** Opening RECORDED INFORMATION block **

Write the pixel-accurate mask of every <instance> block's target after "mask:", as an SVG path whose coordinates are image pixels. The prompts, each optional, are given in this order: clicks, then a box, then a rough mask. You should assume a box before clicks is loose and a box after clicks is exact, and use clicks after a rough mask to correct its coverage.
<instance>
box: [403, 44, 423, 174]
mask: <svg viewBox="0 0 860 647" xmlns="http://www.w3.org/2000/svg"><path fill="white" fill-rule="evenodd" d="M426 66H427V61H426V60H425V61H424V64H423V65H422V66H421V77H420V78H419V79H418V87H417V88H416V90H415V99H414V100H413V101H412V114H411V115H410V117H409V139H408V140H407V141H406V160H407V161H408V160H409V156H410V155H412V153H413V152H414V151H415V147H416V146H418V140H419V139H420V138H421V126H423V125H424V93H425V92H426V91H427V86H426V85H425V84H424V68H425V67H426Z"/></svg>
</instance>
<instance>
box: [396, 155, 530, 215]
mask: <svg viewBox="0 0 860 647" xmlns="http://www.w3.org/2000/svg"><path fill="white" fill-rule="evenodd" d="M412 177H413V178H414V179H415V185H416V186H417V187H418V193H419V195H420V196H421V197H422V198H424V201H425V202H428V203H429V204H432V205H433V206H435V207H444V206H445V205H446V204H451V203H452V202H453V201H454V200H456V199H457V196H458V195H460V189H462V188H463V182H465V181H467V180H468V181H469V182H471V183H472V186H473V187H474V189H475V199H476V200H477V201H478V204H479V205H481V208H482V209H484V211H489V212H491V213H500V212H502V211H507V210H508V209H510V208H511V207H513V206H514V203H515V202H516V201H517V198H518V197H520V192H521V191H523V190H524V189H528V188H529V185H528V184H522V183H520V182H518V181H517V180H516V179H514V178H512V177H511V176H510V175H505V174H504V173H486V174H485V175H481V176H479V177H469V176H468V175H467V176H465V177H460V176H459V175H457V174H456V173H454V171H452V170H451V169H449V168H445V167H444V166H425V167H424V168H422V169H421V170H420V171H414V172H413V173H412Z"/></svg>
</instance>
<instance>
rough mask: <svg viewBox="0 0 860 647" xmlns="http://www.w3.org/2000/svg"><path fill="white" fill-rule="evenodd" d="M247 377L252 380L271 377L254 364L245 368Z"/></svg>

** Closing RECORDED INFORMATION block **

> _TASK DESCRIPTION_: How many lines in the records above contain the string "coverage", matching case exactly? Reply with the number alone.

> _TASK OUTPUT_: 1